(VOS CONSIGNES): Restituez chaque ligne des entrées ci-dessous dans un tableau Markdown, avec une colonne « N° » pour le numéro de rangée et une colonne « Ligne » pour son texte, sans les lignes vides. Laissez les images hors de la réponse, s'il vous plaît.

----- DONNÉES À UTILISER

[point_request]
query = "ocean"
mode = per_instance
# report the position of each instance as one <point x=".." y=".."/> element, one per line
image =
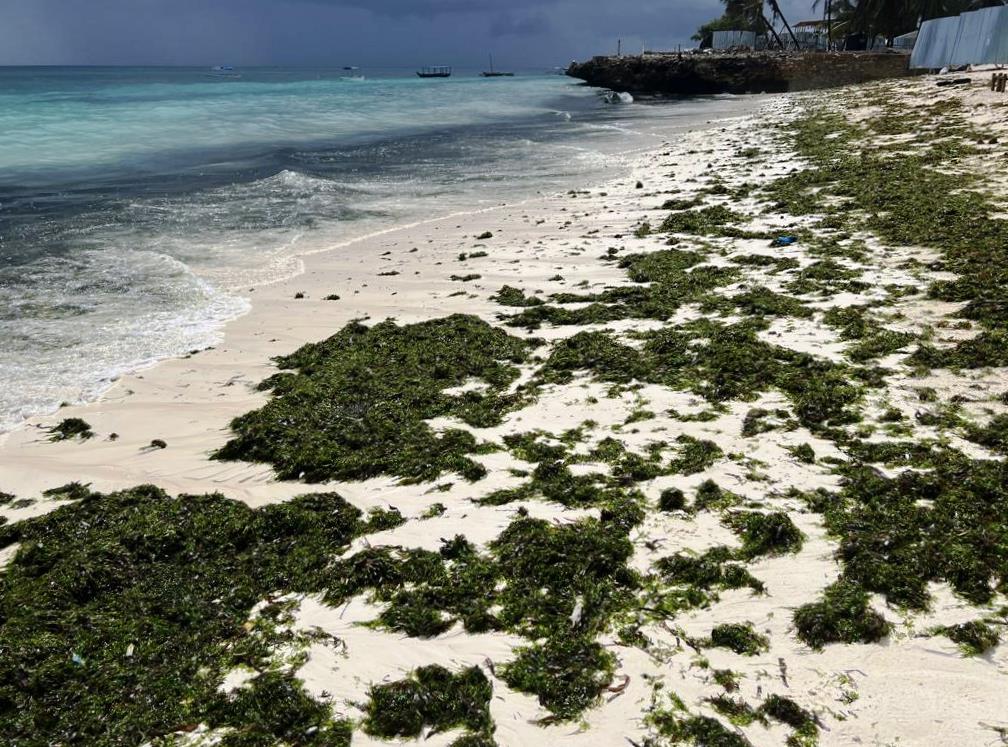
<point x="138" y="206"/>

----------

(RÉPONSE ÉCRITE):
| N° | Ligne |
|---|---|
| 1 | [point_request] |
| 2 | query = "ocean" |
| 3 | mode = per_instance |
| 4 | # report the position of each instance as one <point x=".." y=".."/> element, one per line |
| 5 | image = |
| 6 | <point x="138" y="206"/> |